■ **PROMPT**
According to the passage about Finkel and the Finkel Theatre, where did Finkel complete his electrical engineering degree?

■ **TEXT PASSAGE**
- - - - - - -

On that day, Finkel did not reveal his presence to his alma mater, content to appreciate the building anonymously and prepare for the day he would open the high-tech theatre within it in his family name.

A philanthropist, entrepreneur and one-time postdoctoral researcher at The John Curtin School of Medical Research (JCSMR), Finkel and his wife Elizabeth cut the ribbon for the opening of the Finkel Theatre in October. Watching on was his mother, one of his two sons, his former supervisor Professor Steve Redman and a crowd of medical researchers whose work has been revolutionised by his designs.

Finkel completed an electrical engineering degree at Monash University, and arrived in Canberra and the neuroscience division at JCSMR for a postdoctoral research position in 1981.

“From the very beginning I knew I was dealing with a human dynamo,” recalls Redman, the head of the Memory and Movement Lab.

Redman realised his student was more interested in instrumentation than the biology of the brain. So in 1981, Finkel’s energies were focused on a problem that had been challenging neurologists studying the mammalian nervous system – there was just no adequate way to measure and record the electrical impulses of nerve cells.

Scientists had been using what was known as a voltage clamp of two electrodes (one to measure volts, the other amps) to study much larger nerve cells of other animals, such as amphibians, but two electrodes were not fine enough to measure the activity of smaller nerve cells of mammals.

Although Finkel confesses to spending much time during his time at JCSMR in the tea room, his time there must have been spent productively because by 1982 he had developed the solution.

- - - - - - -

■ **RECORD EXCERPTS**
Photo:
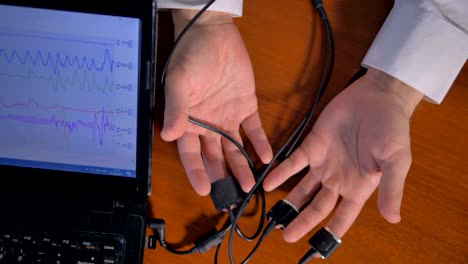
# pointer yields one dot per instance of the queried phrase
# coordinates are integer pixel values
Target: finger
(292, 165)
(255, 133)
(213, 157)
(344, 217)
(237, 162)
(190, 155)
(176, 109)
(312, 215)
(394, 171)
(304, 190)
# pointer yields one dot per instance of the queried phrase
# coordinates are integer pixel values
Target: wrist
(405, 96)
(210, 18)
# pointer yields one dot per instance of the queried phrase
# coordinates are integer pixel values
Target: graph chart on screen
(69, 98)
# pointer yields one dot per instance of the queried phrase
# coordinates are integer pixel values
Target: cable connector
(282, 213)
(211, 240)
(226, 193)
(159, 228)
(324, 243)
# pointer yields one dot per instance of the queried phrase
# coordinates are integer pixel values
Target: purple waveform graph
(98, 123)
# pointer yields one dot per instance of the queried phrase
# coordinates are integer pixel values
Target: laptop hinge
(119, 208)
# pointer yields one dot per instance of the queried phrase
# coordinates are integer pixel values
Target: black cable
(308, 256)
(260, 224)
(218, 248)
(206, 126)
(270, 227)
(296, 134)
(298, 130)
(228, 137)
(322, 84)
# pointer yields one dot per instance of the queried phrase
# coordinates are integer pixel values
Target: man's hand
(210, 78)
(361, 139)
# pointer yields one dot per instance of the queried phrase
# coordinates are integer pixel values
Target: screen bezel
(43, 180)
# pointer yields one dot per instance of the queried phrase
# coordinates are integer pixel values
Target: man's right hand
(210, 78)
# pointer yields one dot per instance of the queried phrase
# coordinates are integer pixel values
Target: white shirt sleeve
(423, 43)
(233, 7)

- - - - - - -

■ **RESPONSE**
Monash University